*PROBLEM*.
Print the rows from the line containing "Put a point on the shovel" through the last row, both ends included, reproducing each line verbatim.

*THE RECORDS*.
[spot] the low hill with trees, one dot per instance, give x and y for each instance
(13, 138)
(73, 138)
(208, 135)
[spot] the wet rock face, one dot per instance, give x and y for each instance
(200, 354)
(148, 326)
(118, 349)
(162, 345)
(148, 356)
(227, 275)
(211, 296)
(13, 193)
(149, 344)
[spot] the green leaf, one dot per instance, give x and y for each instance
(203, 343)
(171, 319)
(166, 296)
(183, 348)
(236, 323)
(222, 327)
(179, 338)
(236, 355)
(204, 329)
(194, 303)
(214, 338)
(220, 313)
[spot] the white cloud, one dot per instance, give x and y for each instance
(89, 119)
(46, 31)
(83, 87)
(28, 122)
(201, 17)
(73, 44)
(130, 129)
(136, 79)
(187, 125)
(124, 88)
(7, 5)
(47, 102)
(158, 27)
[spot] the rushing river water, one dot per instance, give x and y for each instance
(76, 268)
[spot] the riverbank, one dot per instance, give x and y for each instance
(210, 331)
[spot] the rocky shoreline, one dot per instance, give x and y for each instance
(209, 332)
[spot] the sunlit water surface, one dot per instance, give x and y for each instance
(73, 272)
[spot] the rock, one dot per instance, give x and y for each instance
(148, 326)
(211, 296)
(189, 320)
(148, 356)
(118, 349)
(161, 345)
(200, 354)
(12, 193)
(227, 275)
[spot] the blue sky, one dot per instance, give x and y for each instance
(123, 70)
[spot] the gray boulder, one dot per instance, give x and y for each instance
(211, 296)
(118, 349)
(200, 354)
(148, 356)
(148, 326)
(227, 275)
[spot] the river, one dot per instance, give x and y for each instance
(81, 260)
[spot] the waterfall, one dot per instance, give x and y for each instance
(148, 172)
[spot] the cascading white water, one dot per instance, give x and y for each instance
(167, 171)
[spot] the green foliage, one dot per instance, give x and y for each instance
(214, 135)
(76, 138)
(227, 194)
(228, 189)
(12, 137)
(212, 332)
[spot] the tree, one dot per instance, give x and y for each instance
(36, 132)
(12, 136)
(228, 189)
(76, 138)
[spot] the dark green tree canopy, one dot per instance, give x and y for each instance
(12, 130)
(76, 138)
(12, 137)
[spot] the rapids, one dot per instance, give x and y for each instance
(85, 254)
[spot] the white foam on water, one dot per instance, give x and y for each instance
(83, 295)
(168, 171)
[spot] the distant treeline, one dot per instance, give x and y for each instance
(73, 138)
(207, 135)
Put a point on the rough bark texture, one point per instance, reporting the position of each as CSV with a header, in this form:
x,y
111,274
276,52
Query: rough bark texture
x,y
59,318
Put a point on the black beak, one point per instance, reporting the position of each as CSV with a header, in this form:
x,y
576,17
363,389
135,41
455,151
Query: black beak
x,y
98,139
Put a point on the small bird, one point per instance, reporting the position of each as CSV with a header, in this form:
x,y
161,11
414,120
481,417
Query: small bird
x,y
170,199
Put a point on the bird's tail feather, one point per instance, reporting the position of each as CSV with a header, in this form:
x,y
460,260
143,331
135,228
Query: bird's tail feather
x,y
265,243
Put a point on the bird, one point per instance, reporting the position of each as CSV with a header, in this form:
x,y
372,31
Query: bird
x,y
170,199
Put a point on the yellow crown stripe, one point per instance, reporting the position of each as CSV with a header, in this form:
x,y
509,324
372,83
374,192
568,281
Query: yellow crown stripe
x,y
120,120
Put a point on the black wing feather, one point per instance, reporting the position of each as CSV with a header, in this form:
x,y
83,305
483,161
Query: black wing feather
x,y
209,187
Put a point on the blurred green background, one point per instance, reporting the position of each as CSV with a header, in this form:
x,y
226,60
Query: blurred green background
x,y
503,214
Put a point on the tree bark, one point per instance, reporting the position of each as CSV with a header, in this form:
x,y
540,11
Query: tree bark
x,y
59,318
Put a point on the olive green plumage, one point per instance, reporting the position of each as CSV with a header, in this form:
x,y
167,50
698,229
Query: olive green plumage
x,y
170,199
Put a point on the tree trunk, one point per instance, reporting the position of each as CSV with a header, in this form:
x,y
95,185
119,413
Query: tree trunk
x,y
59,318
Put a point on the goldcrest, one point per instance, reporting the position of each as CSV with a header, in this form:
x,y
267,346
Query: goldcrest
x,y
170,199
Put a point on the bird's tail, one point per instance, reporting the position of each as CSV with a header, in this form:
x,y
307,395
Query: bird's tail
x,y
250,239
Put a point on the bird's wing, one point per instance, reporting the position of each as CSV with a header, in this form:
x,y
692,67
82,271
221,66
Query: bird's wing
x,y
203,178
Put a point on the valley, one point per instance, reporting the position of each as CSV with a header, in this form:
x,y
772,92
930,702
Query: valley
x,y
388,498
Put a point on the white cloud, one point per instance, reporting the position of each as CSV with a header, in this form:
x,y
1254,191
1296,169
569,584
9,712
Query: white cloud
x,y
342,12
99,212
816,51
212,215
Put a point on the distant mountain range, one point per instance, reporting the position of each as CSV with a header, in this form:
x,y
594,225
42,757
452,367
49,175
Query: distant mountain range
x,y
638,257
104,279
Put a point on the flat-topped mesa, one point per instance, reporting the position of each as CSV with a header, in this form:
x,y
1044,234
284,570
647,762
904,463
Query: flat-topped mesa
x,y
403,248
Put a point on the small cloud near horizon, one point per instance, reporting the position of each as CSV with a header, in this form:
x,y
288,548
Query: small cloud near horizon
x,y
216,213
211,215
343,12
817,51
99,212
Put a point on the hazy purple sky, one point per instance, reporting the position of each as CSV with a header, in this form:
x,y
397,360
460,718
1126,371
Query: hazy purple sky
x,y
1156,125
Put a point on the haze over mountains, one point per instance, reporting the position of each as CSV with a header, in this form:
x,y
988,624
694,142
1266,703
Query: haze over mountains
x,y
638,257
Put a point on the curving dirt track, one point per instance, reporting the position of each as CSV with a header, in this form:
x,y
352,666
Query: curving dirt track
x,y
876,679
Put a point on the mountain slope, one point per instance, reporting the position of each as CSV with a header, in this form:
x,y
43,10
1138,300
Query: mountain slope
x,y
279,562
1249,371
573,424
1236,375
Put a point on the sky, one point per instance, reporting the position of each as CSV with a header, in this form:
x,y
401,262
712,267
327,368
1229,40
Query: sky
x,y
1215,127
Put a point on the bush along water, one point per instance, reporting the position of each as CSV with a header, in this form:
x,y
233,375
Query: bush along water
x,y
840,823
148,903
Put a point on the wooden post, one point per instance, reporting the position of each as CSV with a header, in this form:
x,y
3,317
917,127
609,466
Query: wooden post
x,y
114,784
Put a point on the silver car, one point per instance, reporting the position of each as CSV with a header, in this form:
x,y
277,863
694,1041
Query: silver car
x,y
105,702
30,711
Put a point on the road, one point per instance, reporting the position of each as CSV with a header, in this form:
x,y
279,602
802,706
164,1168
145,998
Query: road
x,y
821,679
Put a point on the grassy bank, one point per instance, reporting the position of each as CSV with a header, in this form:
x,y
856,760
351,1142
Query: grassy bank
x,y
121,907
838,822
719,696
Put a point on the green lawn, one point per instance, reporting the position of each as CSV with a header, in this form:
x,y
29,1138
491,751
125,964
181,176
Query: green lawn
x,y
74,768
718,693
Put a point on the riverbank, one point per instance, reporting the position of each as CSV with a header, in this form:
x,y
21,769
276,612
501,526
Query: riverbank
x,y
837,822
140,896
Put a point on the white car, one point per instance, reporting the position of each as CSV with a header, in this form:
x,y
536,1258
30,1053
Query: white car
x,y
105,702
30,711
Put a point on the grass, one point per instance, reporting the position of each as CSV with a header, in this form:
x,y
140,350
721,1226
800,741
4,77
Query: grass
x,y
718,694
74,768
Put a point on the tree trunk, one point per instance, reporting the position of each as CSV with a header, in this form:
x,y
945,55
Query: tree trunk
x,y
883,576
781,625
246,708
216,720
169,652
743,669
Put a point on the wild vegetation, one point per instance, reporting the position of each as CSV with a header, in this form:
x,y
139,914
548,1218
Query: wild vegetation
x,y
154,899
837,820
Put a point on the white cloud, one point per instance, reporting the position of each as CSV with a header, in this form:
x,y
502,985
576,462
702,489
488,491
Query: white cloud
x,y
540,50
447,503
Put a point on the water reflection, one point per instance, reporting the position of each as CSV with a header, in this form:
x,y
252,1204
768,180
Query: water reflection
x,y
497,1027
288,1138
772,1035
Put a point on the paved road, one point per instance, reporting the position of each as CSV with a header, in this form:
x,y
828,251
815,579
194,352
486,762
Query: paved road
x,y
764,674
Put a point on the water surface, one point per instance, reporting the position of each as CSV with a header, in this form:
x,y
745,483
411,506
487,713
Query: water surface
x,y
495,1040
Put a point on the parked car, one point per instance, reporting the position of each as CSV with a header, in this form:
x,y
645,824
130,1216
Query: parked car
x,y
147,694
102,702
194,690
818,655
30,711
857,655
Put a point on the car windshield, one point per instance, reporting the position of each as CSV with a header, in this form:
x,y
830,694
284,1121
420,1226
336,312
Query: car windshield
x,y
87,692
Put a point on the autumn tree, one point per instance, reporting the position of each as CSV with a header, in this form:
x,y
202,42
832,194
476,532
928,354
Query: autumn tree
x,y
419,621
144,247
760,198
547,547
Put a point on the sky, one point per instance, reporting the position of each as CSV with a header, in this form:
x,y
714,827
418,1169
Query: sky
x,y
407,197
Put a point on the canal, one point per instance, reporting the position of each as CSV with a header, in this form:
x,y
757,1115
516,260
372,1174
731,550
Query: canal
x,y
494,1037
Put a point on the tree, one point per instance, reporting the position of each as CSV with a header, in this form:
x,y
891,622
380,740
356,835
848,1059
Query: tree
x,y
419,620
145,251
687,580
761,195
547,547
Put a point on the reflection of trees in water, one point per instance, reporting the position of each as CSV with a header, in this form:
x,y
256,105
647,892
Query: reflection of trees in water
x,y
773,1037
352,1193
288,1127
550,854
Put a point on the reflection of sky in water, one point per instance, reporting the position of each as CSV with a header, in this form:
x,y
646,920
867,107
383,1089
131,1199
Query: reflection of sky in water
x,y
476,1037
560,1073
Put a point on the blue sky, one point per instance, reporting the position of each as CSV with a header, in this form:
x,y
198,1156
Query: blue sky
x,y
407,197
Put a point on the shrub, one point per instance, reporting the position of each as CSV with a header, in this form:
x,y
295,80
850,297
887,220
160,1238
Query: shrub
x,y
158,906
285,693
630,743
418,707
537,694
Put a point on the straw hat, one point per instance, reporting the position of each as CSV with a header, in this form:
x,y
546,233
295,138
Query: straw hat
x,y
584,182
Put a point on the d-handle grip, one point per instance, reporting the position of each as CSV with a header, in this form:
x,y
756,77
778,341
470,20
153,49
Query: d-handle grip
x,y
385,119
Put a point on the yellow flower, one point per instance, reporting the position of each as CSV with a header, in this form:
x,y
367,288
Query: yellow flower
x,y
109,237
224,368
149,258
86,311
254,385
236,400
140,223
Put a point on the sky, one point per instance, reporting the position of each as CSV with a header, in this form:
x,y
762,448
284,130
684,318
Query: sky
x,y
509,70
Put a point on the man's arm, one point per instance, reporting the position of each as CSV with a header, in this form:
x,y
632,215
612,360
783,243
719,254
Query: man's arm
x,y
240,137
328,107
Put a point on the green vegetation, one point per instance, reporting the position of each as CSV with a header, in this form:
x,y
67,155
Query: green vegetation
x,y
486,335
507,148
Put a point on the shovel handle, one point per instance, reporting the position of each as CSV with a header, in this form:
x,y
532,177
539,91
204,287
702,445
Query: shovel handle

*COMPLETE RESPONSE*.
Put a point on the shovel handle, one point per instance, reporting the position of each as CSV with a header, in this form:
x,y
532,177
539,91
204,287
702,445
Query: shovel handle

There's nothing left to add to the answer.